# Start of PROVIDED INFORMATION

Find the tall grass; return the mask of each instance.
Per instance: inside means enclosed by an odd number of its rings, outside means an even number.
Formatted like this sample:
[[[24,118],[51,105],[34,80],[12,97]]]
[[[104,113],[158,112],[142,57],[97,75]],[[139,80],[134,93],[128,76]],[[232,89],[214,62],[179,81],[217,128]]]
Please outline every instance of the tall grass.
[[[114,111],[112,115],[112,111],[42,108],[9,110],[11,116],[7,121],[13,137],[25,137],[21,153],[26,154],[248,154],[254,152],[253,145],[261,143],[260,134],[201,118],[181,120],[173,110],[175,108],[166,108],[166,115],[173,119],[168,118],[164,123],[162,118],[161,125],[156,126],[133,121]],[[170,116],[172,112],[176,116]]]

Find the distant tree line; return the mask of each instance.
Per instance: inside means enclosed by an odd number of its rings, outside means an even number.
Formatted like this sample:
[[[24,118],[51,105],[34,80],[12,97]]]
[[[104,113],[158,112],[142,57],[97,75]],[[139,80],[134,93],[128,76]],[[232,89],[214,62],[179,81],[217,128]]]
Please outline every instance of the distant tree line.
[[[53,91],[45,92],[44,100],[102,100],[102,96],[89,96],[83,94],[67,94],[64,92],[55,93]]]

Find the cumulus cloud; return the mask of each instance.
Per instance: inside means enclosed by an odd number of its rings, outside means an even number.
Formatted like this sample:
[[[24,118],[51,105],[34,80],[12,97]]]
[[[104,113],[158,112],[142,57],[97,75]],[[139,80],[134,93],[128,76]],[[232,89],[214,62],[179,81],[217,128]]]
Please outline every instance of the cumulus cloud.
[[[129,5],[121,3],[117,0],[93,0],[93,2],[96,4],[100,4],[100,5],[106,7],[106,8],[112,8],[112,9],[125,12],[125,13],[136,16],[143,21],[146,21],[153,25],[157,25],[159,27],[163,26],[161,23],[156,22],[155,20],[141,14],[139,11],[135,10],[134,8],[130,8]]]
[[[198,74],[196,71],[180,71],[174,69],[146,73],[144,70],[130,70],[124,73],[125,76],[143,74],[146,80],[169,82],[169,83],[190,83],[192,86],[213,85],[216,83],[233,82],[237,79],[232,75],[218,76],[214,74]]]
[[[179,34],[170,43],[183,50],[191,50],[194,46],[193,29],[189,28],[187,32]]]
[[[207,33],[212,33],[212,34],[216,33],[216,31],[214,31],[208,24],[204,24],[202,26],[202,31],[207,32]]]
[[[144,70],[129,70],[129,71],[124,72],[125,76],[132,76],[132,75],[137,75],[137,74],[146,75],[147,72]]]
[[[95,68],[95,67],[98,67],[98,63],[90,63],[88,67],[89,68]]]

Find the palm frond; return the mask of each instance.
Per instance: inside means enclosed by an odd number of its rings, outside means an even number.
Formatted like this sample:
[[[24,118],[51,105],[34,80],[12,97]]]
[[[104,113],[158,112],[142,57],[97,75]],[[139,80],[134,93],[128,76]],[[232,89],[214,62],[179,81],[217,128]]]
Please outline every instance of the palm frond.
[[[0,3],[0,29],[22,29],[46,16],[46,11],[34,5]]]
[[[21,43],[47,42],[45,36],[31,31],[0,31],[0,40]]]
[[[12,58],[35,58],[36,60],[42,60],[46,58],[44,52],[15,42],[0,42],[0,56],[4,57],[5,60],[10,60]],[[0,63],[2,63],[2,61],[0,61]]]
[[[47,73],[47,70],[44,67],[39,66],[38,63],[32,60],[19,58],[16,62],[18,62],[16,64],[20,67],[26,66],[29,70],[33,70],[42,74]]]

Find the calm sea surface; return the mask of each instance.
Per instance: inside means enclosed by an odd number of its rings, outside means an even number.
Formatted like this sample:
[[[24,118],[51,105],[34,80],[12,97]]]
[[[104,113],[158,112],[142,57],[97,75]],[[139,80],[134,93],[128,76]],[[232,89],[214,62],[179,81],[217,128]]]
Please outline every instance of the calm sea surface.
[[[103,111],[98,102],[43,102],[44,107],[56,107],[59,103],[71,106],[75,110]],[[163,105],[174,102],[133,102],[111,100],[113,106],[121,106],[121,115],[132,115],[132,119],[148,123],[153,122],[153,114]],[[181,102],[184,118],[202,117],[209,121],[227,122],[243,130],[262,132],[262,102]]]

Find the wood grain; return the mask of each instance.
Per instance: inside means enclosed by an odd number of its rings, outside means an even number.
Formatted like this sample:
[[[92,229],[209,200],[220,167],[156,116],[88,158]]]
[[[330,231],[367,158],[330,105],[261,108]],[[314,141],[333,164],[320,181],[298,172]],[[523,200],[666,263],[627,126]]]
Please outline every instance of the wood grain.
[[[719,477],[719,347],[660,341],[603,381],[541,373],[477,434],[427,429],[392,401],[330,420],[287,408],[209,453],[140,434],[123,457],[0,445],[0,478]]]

# End of PROVIDED INFORMATION

THE REQUEST => Copy out the whole listing again, replacing every "outline" with "trace" and leaving everything else the same.

ANSWER IN FULL =>
Find the tall grass; return the mask of each instance.
Per instance: inside means enclosed by an odd number of its rings, outside means an even number.
Formatted like this sample:
[[[24,118],[51,105],[34,80],[12,97]]]
[[[104,113],[158,112],[142,57],[97,75]],[[139,80],[134,93],[128,76]],[[232,89],[214,62],[179,81],[217,128]]]
Please trace every instance of the tall grass.
[[[114,111],[112,115],[112,111],[42,108],[9,110],[11,116],[7,121],[13,137],[25,137],[21,153],[26,154],[248,154],[254,152],[253,145],[261,143],[260,134],[201,118],[181,120],[173,110],[175,108],[166,108],[166,115],[173,119],[168,118],[164,123],[162,118],[161,125],[156,126],[133,121]],[[170,116],[172,112],[176,116]]]

Find the distant tree line; return the mask of each instance.
Per instance: inside means enclosed by an odd number of its rings, outside means an even number.
Formatted like this sample:
[[[24,118],[51,105],[34,80],[12,97]]]
[[[104,113],[158,112],[142,57],[97,75]],[[139,80],[134,93],[128,76]],[[232,89],[214,62],[179,81],[217,128]]]
Please trace every instance of the distant tree line.
[[[53,91],[45,92],[44,100],[102,100],[102,96],[89,96],[83,94],[67,94],[64,92],[55,93]]]

Find the cumulus cloud; return the mask of each instance.
Per instance: inside means enclosed by an odd number of its rings, outside means an even number.
Formatted like this sample:
[[[24,118],[51,105],[34,80],[12,97]]]
[[[104,113],[158,112],[142,57],[97,75]],[[139,80],[134,93],[128,76]],[[232,89],[214,62],[179,81],[217,128]]]
Please trace every instance of the cumulus cloud.
[[[129,5],[121,3],[117,0],[93,0],[93,2],[96,4],[100,4],[100,5],[106,7],[106,8],[112,8],[112,9],[125,12],[125,13],[136,16],[143,21],[146,21],[153,25],[157,25],[159,27],[163,26],[161,23],[156,22],[155,20],[141,14],[139,11],[135,10],[134,8],[130,8]]]
[[[198,74],[196,71],[180,71],[174,69],[146,73],[144,70],[130,70],[124,73],[125,76],[143,74],[146,80],[169,82],[169,83],[190,83],[192,86],[213,85],[216,83],[233,82],[237,79],[232,75],[218,76],[214,74]]]
[[[179,34],[170,43],[183,50],[191,50],[194,46],[193,29],[189,28],[187,32]]]
[[[207,33],[212,33],[212,34],[216,33],[216,31],[214,31],[208,24],[204,24],[202,26],[202,31],[207,32]]]
[[[144,70],[129,70],[129,71],[124,72],[125,76],[132,76],[132,75],[137,75],[137,74],[146,75],[147,72]]]
[[[95,68],[95,67],[98,67],[98,63],[90,63],[88,67],[89,68]]]

Find the palm frond; return the mask of each instance.
Per instance: inside means enclosed by an odd number of its rings, outside means an even number.
Formatted like this sample:
[[[24,118],[51,105],[34,80],[12,97]]]
[[[104,113],[158,112],[142,57],[97,75]],[[139,80],[134,93],[128,76]],[[232,89],[214,62],[179,81],[217,128]]]
Please trace every instance of the palm frond.
[[[0,3],[0,29],[22,29],[46,16],[46,11],[34,5]]]
[[[21,43],[47,42],[45,36],[31,31],[0,31],[0,40]]]
[[[12,58],[35,58],[36,60],[42,60],[46,58],[44,52],[15,42],[0,42],[0,56],[4,57],[5,60],[10,60]],[[0,63],[2,63],[2,61],[0,61]]]
[[[47,73],[47,70],[44,67],[39,66],[38,63],[32,60],[19,58],[16,62],[18,62],[16,64],[20,67],[26,66],[29,70],[33,70],[42,74]]]

Find the calm sea surface; return the mask of each instance.
Per instance: inside means enclosed by an odd number of its rings, outside means an even number.
Formatted like this sample:
[[[24,118],[51,105],[34,80],[12,97]]]
[[[104,113],[158,112],[142,57],[97,75]],[[139,80],[134,93],[128,76]],[[232,89],[214,62],[179,81],[217,128]]]
Please trace every instance of the calm sea surface.
[[[103,111],[98,102],[43,102],[44,107],[56,107],[59,103],[71,106],[75,110]],[[163,105],[174,102],[133,102],[111,100],[113,106],[121,106],[121,115],[132,115],[132,119],[148,123],[153,122],[153,114]],[[181,102],[184,118],[202,117],[209,121],[227,122],[243,130],[262,132],[262,102]]]

Find the wood grain; return the mask of each instance.
Per instance: inside means enclosed by an odd number of its rings, outside means an even number.
Formatted like this sample:
[[[92,229],[209,200],[220,167],[156,116],[88,158]]]
[[[330,231],[367,158],[330,105],[261,108]],[[314,141],[333,164],[320,181],[298,172]],[[523,200],[666,263],[627,126]]]
Please trace every instance of the wood grain.
[[[719,477],[719,347],[660,341],[603,381],[541,373],[477,434],[427,429],[392,401],[330,420],[287,408],[209,453],[140,434],[123,457],[0,445],[0,478]]]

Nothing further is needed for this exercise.